→ Document section:
******

BEIJING (AFP) – A Chinese
teenager executed after being convicted of murder and rape 18 years ago was
declared innocent by a court Monday, in a rare overturning of a wrongful
conviction.
The 18-year-old, named
Hugjiltu and also known as Qoysiletu, was found guilty and put to death in
Inner Mongolia in 1996, but doubt was cast on the verdict when another man
confessed to the crime in 2005.
“The Inner Mongolia Higher
People’s Court finds Hugjiltu’s original guilty verdict… is not consistent with
the facts and there is insufficient evidence,” the court in Hohhot said in a
statement.
“Hugjiltu is found not
guilty.”
The retrial comes after a
pledge by leaders of the ruling Communist Party to strengthen the rule of law
“with Chinese characteristics” — a concept experts caution refers to greater
central control over the courts rather than judicial independence.
The court’s deputy president
gave Hugjiltu’s parents compensation of 30,000 yuan ($4,850), according to the
official Xinhua News Agency — although the money was a personal donation by the
head of the court, it added, rather than an official payment by the institution.
Images on social media
showed the deputy president apologising to Hugjiltu’s now elderly parents.
“This is an amazing thing
the court did, to admit that they were wrong,” said Wang Gongyi, deputy
director of the research institute of the Ministry of Justice.
“It also sends a clear
message to the police and prosecutors around the country: if there’s not enough
evidence, don’t impose wrongful convictions,” he told AFP.
“In the future, this case
will be singled out as what not to do and will influence the entire legal
system.”
Police in Hohhot, where the
crime took place, said they opened an investigation into the officers
responsible for the original case, according to the Legal Evening News.
The regional court said
Hugjiltu’s confession did not match the autopsy report as well as being
inconsistent with “other evidence”, and that DNA evidence presented at the
trial did not definitively connect him to the crime.
– Wrongful convictions –
China’s courts, controlled
by the ruling Communist Party, have a near-100 percent conviction rate in
criminal cases and confessions extracted under dubious conditions are
commonplace.
In Hugjiltu’s case,
authorities interrogated the teenager for 48 hours, after which he confessed to
having raped and choked the woman in the toilet of a textile factory, the
state-run China Daily newspaper reported in November. He was executed 61 days
after the woman’s death.
Hugjiltu’s family tried to
prove his innocence for nearly a decade, according to reports, and the Higher
People’s Court officially began a retrial in November.
Several high-profile
wrongful convictions have sparked public outrage in recent years.
Last year, a man who served
17 years in prison for killing his wife was declared innocent by an appeals
court in the eastern province of Anhui.
A few months earlier two men
who had been sentenced to death and life in prison in 2004 for the alleged rape
of a 17-year-old girl were also acquitted.

******

→ Questions on the material:
A – Say whether each statement agrees with the Hugjiltu report, answering yes or no and quoting the deciding words: (i) The compensation given to Hugjiltu's parents was an official payment by the court. (ii) Another man confessed to the crime in 2005. (iii) Hugjiltu was interrogated for 48 hours before he confessed.
B – Please answer these questions from the Hugjiltu report:
(i) In what year was Hugjiltu put to death?
(ii) How much compensation did the court's deputy president give Hugjiltu's parents?
(iii) How many days after the woman's death was Hugjiltu executed?

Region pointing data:
******

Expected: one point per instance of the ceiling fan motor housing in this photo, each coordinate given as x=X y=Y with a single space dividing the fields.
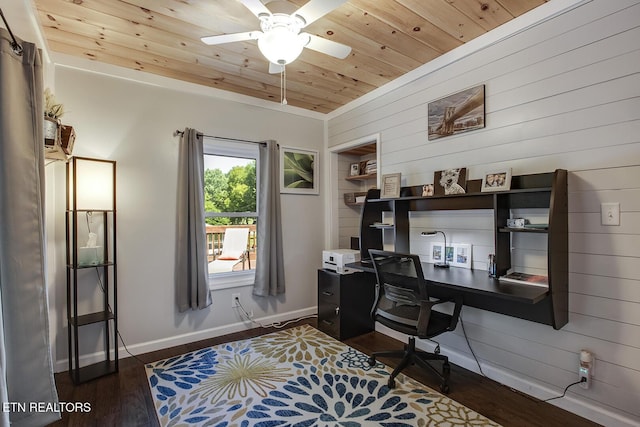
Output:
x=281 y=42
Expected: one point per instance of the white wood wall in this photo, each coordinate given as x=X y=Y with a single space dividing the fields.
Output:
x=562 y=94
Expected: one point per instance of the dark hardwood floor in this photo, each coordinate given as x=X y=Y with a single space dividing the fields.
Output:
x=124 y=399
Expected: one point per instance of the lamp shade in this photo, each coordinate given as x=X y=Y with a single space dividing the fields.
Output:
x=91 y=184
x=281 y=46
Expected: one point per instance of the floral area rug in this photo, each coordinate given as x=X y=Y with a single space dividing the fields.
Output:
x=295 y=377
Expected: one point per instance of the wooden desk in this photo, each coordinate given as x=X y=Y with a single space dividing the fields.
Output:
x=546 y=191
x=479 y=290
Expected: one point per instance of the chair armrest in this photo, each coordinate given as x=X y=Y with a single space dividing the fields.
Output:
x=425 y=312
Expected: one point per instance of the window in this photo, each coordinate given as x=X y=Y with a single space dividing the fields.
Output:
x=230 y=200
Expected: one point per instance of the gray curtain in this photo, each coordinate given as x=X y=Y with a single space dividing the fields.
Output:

******

→ Written answers:
A –
(i) No: "the money was a personal donation by the head of the court"
(ii) Yes: "another man confessed to the crime in 2005"
(iii) Yes: "authorities interrogated the teenager for 48 hours, after which he confessed"

B –
(i) 1996
(ii) 30,000 yuan ($4,850)
(iii) 61 days